Listed records START

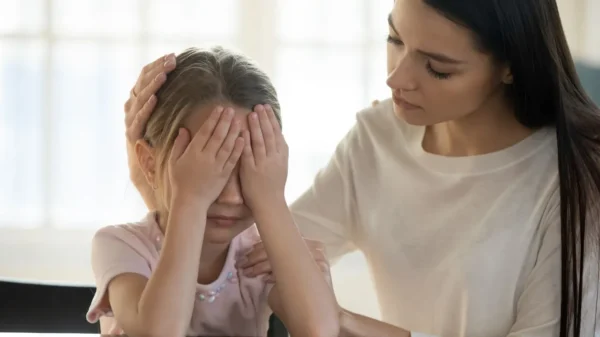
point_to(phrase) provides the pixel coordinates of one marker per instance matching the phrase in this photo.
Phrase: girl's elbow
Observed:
(326, 326)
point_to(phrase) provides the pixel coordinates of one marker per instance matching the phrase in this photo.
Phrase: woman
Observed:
(470, 190)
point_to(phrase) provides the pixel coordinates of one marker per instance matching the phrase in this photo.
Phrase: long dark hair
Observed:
(528, 36)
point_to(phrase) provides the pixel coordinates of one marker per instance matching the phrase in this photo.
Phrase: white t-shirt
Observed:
(457, 246)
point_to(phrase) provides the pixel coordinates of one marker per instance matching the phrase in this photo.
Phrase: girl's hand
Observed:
(200, 168)
(256, 262)
(264, 163)
(138, 109)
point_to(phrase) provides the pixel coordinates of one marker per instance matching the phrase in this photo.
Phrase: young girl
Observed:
(217, 163)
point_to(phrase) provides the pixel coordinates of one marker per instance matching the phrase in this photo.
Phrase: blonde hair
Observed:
(204, 76)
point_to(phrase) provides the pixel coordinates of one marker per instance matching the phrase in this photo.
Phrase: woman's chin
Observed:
(416, 117)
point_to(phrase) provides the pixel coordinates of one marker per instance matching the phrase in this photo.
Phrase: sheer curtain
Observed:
(66, 67)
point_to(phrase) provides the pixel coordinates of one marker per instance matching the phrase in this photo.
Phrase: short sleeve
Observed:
(325, 211)
(115, 251)
(538, 307)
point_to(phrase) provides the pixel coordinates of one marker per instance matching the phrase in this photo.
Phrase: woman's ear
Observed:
(147, 161)
(507, 77)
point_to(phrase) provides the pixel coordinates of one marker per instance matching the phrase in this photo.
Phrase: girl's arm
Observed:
(308, 303)
(309, 307)
(198, 170)
(154, 307)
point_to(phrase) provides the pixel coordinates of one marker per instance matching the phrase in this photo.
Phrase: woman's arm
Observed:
(355, 325)
(138, 109)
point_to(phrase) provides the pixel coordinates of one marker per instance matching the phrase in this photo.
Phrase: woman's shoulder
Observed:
(376, 128)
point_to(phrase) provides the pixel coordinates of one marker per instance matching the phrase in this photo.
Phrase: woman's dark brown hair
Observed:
(528, 36)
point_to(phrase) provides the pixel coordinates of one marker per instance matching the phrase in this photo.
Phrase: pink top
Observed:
(232, 305)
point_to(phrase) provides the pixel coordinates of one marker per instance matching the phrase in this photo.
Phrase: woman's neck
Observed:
(491, 129)
(212, 258)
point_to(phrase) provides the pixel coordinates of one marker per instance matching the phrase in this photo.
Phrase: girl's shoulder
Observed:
(142, 237)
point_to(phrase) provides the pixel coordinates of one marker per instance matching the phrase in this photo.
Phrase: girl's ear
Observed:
(147, 161)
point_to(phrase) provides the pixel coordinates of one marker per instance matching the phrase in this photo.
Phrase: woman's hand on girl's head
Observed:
(199, 167)
(264, 162)
(138, 109)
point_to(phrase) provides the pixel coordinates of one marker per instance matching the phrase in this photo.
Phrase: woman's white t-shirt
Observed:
(457, 246)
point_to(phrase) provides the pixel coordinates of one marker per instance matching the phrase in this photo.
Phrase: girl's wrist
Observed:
(187, 203)
(269, 204)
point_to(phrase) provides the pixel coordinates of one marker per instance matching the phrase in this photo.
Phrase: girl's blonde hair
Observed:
(204, 76)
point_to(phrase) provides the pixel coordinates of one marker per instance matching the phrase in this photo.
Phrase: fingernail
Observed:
(170, 60)
(241, 262)
(160, 77)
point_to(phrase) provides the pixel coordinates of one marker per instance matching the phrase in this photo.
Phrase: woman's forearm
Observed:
(355, 325)
(305, 295)
(161, 305)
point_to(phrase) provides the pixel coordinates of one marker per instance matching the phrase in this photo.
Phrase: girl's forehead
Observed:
(199, 115)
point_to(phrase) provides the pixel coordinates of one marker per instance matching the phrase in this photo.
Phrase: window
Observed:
(66, 67)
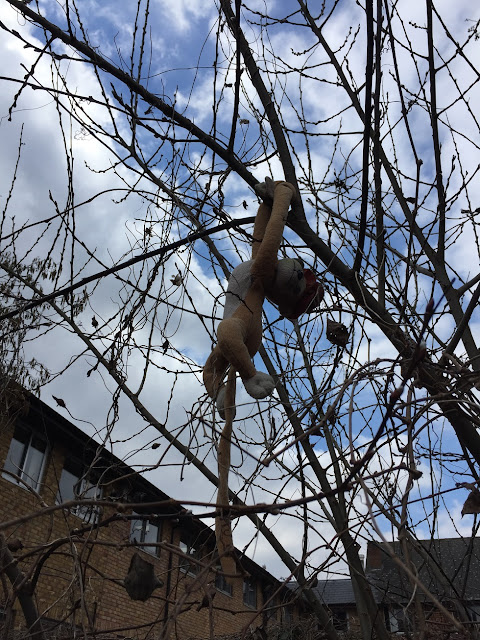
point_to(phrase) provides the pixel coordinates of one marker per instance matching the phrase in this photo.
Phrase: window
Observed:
(473, 609)
(287, 614)
(222, 584)
(340, 620)
(144, 531)
(26, 457)
(249, 593)
(188, 547)
(398, 620)
(74, 485)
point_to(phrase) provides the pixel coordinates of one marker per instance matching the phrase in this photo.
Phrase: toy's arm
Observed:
(265, 257)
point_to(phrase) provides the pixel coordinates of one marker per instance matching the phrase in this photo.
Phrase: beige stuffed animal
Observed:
(284, 282)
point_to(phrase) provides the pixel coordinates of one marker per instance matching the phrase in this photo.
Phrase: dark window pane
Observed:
(66, 486)
(249, 593)
(151, 534)
(222, 584)
(26, 456)
(145, 531)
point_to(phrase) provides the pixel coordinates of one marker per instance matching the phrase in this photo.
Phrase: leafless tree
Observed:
(371, 116)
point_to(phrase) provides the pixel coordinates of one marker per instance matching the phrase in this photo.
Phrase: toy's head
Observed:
(295, 289)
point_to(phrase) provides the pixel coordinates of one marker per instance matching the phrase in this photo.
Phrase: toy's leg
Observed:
(261, 221)
(231, 335)
(265, 260)
(214, 372)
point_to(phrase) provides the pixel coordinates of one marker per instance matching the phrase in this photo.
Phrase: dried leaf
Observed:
(337, 333)
(472, 503)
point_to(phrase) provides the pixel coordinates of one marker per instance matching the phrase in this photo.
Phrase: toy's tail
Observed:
(223, 524)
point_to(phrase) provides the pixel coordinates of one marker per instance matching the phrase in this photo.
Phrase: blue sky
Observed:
(179, 68)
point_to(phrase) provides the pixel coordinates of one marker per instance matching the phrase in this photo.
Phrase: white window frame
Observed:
(143, 530)
(82, 488)
(249, 593)
(25, 452)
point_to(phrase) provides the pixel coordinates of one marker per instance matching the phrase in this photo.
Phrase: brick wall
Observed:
(81, 574)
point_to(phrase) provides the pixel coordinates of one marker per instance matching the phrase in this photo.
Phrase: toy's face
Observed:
(288, 287)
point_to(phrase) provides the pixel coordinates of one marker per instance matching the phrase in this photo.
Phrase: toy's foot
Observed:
(260, 385)
(221, 404)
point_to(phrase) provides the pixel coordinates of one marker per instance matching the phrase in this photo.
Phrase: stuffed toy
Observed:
(294, 290)
(283, 282)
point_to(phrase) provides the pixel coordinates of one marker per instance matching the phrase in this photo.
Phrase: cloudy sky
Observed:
(114, 208)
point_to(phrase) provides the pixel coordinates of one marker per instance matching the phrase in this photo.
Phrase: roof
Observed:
(449, 568)
(131, 486)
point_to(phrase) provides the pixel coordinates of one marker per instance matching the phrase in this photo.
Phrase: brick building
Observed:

Listed records END

## Problem to work on
Print each record exactly as it stands, omitting the pictures.

## Task answer
point_to(phrase) provides the pixel coordinates of one marker per instance matching the phrase in this photo.
Phrase: girl's elbow
Observed:
(326, 326)
point_to(phrase) provides the pixel coordinates of one marker per instance matching the phrase in this photo.
Phrase: woman
Observed:
(470, 190)
point_to(phrase) provides the pixel coordinates of one marker per instance matching the phrase in this photo.
Phrase: long dark hair
Observed:
(528, 36)
point_to(phrase) provides the pixel coordinates of one marker per instance matching the phrase in this photo.
Phrase: white t-shirt
Observed:
(457, 246)
point_to(phrase) provides the pixel coordinates of one marker per instance matching the phrase in this photo.
Phrase: girl's hand
Observed:
(200, 168)
(256, 262)
(264, 163)
(138, 109)
point_to(phrase) provides the pixel coordinates of one marker per instance matching the phrase in this photo.
Phrase: young girl
Observed:
(217, 163)
point_to(phrase) provides the pixel coordinates of one marker per instance matching the phrase in this photo.
Phrase: blonde hair
Observed:
(204, 76)
point_to(phrase) provides the pixel coordinates of one marker per instance matching the phrase in this photo.
Phrase: woman's chin
Observed:
(416, 117)
point_to(phrase) provides the pixel coordinates of one marker per instance matching the phrase in this photo.
Phrase: sheer curtain
Observed:
(66, 67)
point_to(phrase) provides the pixel coordinates of one marker per instance matching the phrase in this photo.
Phrase: short sleeve
Observed:
(325, 211)
(115, 251)
(538, 307)
point_to(phrase) provides the pixel coordinates of one marker per instance matching the phrase in this photo.
Phrase: woman's ear
Observed:
(147, 161)
(507, 77)
point_to(phrase) provides the pixel coordinates of one marker per instance matching the phrase in this photo.
Phrase: girl's arm
Observed:
(308, 303)
(309, 307)
(198, 170)
(154, 307)
point_to(phrase) provides the pixel coordinates of one marker per instance matching the phrase in this photo.
Phrase: woman's arm
Observed:
(355, 325)
(138, 109)
point_to(phrase) provides the pixel coordinates of one marker per instance matching the phrase in this photo.
Phrase: woman's shoulder
Observed:
(376, 128)
point_to(phrase) provides the pixel coordinates of one marker per instance matching the phrase in this photo.
Phrase: woman's dark brown hair
Observed:
(528, 36)
point_to(phrase) provides the pixel coordinates of one marker per instance matching the phrase in this photo.
Phrase: pink top
Observed:
(232, 305)
point_to(phrase) provides the pixel coordinates of one marker per instance matching the phrase in this photo.
Phrase: woman's neck
Observed:
(491, 129)
(212, 258)
point_to(phrase) provides the pixel coordinates of one marker per instance matching the phrase in this photo.
Phrase: girl's shoulder
Observed:
(142, 237)
point_to(phrase) provides the pixel coordinates of one marker per instance matching the phrase in this photo.
Phrase: girl's ear
Observed:
(147, 161)
point_to(phrase) provides the pixel coordinates of one marker per instance matching the phrase in this photo.
Phrase: woman's hand on girl's head
Observed:
(199, 167)
(264, 162)
(138, 109)
point_to(phrase) provides the pixel coordinates of one marker per instance matching the phrase in this photo.
Phrase: woman's white t-shirt
Observed:
(457, 246)
point_to(phrase) provides the pixel coordinates of one marker per instance matching the phrase in this photo.
Phrase: girl's wrist
Observed:
(187, 203)
(269, 204)
point_to(phrase) provides the pixel coordinates of one marker per instance matching the phrase in this photo.
Phrase: girl's blonde hair
Observed:
(204, 76)
point_to(phrase) provides the pixel coordinates of one marker per instance matching the phrase in this photo.
Phrase: fingernail
Observed:
(170, 60)
(241, 262)
(160, 77)
point_to(phrase) provides the pixel coordinates of one marker per instance matching the phrase in this photo.
Phrase: woman's forearm
Observed:
(355, 325)
(305, 295)
(161, 305)
point_to(phrase) provides the pixel coordinates of one marker per instance matching the phrase in this photo.
Phrase: girl's forehead
Observed:
(199, 115)
point_to(phrase) provides the pixel coordinates of one marker per instance matching the phrase in this photo.
Phrase: window
Observed:
(66, 67)
point_to(phrase) provides the pixel coordinates of one marker per instance matching the phrase in this photo.
Phrase: window
Observed:
(473, 609)
(287, 614)
(222, 584)
(340, 620)
(144, 531)
(26, 457)
(249, 593)
(188, 547)
(398, 620)
(74, 485)
point_to(phrase) provides the pixel coordinates of one marker per instance matching the phrase in this photo.
Phrase: toy's arm
Observed:
(265, 257)
point_to(phrase) provides the pixel coordinates of one marker per instance matching the phrase in this photo.
Phrase: beige stuffed animal
Observed:
(284, 282)
point_to(phrase) provides the pixel coordinates of one marker per instance matching the phrase in this photo.
Phrase: dark window pane
Observed:
(66, 486)
(249, 593)
(151, 534)
(222, 584)
(26, 456)
(145, 531)
point_to(phrase) provides the pixel coordinates of one marker per instance matching the phrase in this photo.
Phrase: leafless tree
Observed:
(371, 116)
point_to(phrase) provides the pixel coordinates of one marker per instance matching the phrase in this photo.
Phrase: toy's head
Observed:
(295, 289)
point_to(phrase) provides the pixel coordinates of one marker per instance matching the phrase in this photo.
Phrase: toy's leg
Observed:
(261, 221)
(231, 335)
(265, 260)
(214, 372)
point_to(phrase) provides the pixel coordinates of one marker per instance matching the phrase in this photo.
Phrase: dried leaf
Observed:
(337, 333)
(472, 503)
point_to(phrase) provides the pixel coordinates of one marker per instance matching the phrase in this photo.
Phrase: toy's tail
Observed:
(223, 524)
point_to(phrase) provides the pixel coordinates of one marker per instance matching the phrase in this photo.
Phrase: blue sky
Observed:
(179, 68)
point_to(phrase) provides the pixel coordinates of one marker per instance matching the phrase in this photo.
Phrase: white window frame
Observed:
(143, 530)
(82, 488)
(249, 593)
(25, 452)
point_to(phrase) provides the pixel coordinates of one marker per instance matching the phrase in this photo.
Phrase: brick wall
Observed:
(81, 574)
point_to(phrase) provides the pixel coordinates of one marker per instance matching the phrase in this photo.
Phrase: toy's face
Observed:
(288, 287)
point_to(phrase) provides the pixel coordinates of one marker per instance matching the phrase in this photo.
Phrase: toy's foot
Observed:
(260, 385)
(221, 404)
point_to(phrase) provides the pixel coordinates of one marker per instance matching the phrase in this photo.
Phrase: stuffed toy
Observed:
(294, 290)
(283, 282)
point_to(phrase) provides the pixel coordinates of one marker per instance matching the phrase in this photo.
Phrase: cloudy sky
Observed:
(114, 208)
point_to(phrase) provides the pixel coordinates of one marker per instance matching the phrase in this photo.
Phrase: roof
Observed:
(449, 568)
(131, 486)
point_to(phrase) provides the pixel coordinates of one marker per instance matching the phrase in this photo.
Phrase: brick building
Observed:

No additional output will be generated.